WRITTEN REQUEST » Rewrite the lines starting at the one containing "Expected: for every instance of the nose wheel, the" and ending at the one containing "[[311, 387], [138, 412], [376, 412]]", changing "nose wheel" to "front wheel" and leaving everything else as it is.

WORKING DATA »

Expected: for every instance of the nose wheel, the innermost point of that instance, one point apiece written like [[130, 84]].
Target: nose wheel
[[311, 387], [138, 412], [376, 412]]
--
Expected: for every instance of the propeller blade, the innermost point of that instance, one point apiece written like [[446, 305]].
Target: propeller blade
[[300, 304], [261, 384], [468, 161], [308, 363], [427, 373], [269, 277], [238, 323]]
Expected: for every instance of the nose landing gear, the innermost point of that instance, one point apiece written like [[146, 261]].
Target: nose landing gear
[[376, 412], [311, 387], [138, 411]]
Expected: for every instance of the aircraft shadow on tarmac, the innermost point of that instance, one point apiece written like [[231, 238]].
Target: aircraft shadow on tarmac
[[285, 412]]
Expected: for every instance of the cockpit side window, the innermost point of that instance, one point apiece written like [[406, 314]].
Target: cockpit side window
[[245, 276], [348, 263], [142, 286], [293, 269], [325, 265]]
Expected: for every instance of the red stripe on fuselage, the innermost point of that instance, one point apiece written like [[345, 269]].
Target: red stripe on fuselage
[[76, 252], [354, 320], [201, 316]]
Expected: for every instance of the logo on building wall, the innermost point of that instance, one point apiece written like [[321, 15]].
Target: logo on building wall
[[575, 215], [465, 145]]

OUTPUT BELOW »
Expected: for every instance of the front wheel, the innermost point of that instance, one point apiece written like [[130, 84]].
Target: front wheel
[[311, 387], [138, 412], [376, 412]]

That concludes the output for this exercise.